======== Material provided
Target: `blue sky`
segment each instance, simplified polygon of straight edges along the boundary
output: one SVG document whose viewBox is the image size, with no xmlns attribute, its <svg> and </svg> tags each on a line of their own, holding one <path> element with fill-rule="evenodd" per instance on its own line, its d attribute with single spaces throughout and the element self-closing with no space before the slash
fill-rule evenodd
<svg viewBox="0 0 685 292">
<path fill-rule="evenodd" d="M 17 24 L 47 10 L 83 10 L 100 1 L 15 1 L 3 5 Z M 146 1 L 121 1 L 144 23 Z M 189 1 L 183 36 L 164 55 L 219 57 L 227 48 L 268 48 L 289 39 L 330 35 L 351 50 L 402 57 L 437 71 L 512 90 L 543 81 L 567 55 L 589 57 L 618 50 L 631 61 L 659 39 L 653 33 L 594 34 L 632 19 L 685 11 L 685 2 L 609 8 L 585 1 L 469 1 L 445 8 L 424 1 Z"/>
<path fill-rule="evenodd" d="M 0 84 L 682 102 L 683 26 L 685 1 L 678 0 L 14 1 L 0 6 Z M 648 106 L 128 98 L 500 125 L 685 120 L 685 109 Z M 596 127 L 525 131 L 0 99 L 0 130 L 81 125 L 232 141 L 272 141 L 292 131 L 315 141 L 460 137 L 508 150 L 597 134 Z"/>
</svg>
================
Prompt :: Render every line of the material above as a numbered list, skipping any blank lines.

The output ::
1. Target: `blue sky`
2. segment each instance, simplified polygon of straight edges along the boundary
3. output: one SVG document whose viewBox is the image size, with no xmlns attribute, its <svg> and </svg> tags each on a line of their own, holding one <path> element with fill-rule="evenodd" per instance on its own line, its d attribute with single spaces throughout and the element self-closing with no space before the slash
4. fill-rule evenodd
5. <svg viewBox="0 0 685 292">
6. <path fill-rule="evenodd" d="M 17 24 L 47 10 L 83 10 L 100 1 L 15 1 L 3 5 Z M 146 1 L 121 1 L 144 23 Z M 189 1 L 183 36 L 164 55 L 219 57 L 227 48 L 268 48 L 289 39 L 330 35 L 351 50 L 402 57 L 437 71 L 512 90 L 543 81 L 567 55 L 589 57 L 618 50 L 631 61 L 659 39 L 653 33 L 594 34 L 632 19 L 685 11 L 685 2 L 609 8 L 585 1 L 469 1 L 445 8 L 424 1 Z"/>
7. <path fill-rule="evenodd" d="M 0 84 L 682 102 L 683 26 L 685 1 L 678 0 L 14 1 L 0 6 Z M 648 106 L 128 98 L 500 125 L 685 120 L 685 109 Z M 596 127 L 525 131 L 0 99 L 0 130 L 81 125 L 232 141 L 272 141 L 292 131 L 315 141 L 460 137 L 508 150 L 597 134 Z"/>
8. </svg>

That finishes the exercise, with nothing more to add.